EXERCISE DATA:
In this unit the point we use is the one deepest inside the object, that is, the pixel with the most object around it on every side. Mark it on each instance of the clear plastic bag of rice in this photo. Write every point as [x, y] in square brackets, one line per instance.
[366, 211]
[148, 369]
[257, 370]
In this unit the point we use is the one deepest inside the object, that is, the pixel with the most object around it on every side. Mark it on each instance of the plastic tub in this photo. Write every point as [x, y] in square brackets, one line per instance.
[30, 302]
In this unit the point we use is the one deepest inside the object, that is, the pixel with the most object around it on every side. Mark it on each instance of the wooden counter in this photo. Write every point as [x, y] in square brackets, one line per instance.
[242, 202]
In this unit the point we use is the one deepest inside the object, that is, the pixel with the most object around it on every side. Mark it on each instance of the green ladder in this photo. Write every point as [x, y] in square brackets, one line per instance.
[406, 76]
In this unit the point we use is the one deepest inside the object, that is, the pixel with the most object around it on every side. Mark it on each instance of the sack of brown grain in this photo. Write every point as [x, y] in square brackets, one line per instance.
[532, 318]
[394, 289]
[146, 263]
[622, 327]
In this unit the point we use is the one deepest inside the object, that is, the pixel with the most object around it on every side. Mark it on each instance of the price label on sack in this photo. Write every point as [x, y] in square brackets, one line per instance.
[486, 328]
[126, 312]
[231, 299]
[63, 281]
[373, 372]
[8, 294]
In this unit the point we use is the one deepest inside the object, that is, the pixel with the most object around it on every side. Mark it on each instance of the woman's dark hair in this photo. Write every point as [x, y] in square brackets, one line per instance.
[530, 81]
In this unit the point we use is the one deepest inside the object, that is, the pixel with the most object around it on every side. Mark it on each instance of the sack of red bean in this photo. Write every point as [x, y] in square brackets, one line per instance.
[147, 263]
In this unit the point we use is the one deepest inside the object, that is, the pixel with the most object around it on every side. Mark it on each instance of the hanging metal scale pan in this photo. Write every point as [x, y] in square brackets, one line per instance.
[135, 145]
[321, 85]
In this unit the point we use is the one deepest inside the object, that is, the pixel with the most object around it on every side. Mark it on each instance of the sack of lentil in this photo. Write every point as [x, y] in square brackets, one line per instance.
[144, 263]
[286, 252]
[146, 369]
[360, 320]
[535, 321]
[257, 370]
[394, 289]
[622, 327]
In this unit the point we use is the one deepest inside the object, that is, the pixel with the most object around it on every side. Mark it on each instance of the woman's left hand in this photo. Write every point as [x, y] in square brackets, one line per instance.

WORK INSTRUCTIONS:
Rewrite every line of the entries above as one numbered list, one item per line, with no blank lines.

REPLY TO THE EXERCISE:
1. In this unit the point we use is the one deepest inside the object, that is, the pixel with the most object around it on every side. Mark it on each instance of the clear plastic bag of rice in this photo. Write every point as [x, y] in square brackets, one line per instance.
2. [366, 211]
3. [148, 369]
4. [257, 370]
5. In this unit the point we use is the one deepest inside the object, that is, the pixel with the most object around it on every side. Mark it on each instance of the plastic tub in this photo. Write every point as [x, y] in square brackets, one line per instance.
6. [30, 302]
7. In this unit the point we use is the one deepest inside the object, that is, the pixel with the most object around it on every side. Mark it on each instance of the wooden counter in this photo. Write every point as [x, y] in square brackets, one line per instance.
8. [242, 202]
9. In this unit the point we use is the one deepest inside the object, that is, the pixel with the most object around it on every side. Mark it on each instance of the green ladder in this photo. Write every point as [x, y] in square brackets, one line per instance.
10. [406, 76]
11. In this unit the point we use is the one deepest inside the object, that is, the pixel with the most object around it on every side. Mark it on each instance of the sack of brown grain in this photo. Write every point as [x, y] in square brackets, one line per instance.
12. [532, 318]
13. [394, 289]
14. [146, 263]
15. [622, 327]
16. In this unit the point we use is the one deepest inside the object, that is, the pixel with the most object around it on every side. Mark it on each instance of the price label on sack in this photo. Write every point as [x, y] in square brackets, one line per instance.
17. [486, 328]
18. [126, 312]
19. [231, 299]
20. [63, 281]
21. [373, 372]
22. [8, 294]
23. In this unit the point we use is the one deepest inside the object, that is, the pixel with the most object around it on every side. Mark it on each instance of the woman's dark hair in this photo. Write every point as [x, y] in square brackets, one line per instance.
24. [530, 81]
25. In this unit the point we use is the one deepest inside the object, that is, the pixel with the most object around it on every side. Mark it on each instance of the sack of red bean in this photo. Write every point as [x, y] in square brackets, one line per instance.
26. [147, 263]
27. In this unit the point we use is the one deepest inside the object, that is, the pixel with the most object around it on every side. Mark it on each instance of the hanging metal scale pan in this photo. Write every point as [x, y] in square brackets, one line per instance.
28. [135, 145]
29. [321, 85]
30. In this unit the point we use is the one deepest inside the object, that is, the pixel with the most object around it on every side. Mark it on each instance of the sack of lentil in this photo. Write every point as [x, y] in square brackets, one line per instance.
31. [144, 263]
32. [286, 252]
33. [146, 369]
34. [360, 320]
35. [535, 321]
36. [257, 370]
37. [394, 289]
38. [622, 327]
39. In this unit the point we use is the one deepest inside the object, that is, the pixel with the most object around it on every side. Mark it on each instance of the woman's left hand in this photo. Write every point as [x, y] in square brackets, one line per instance.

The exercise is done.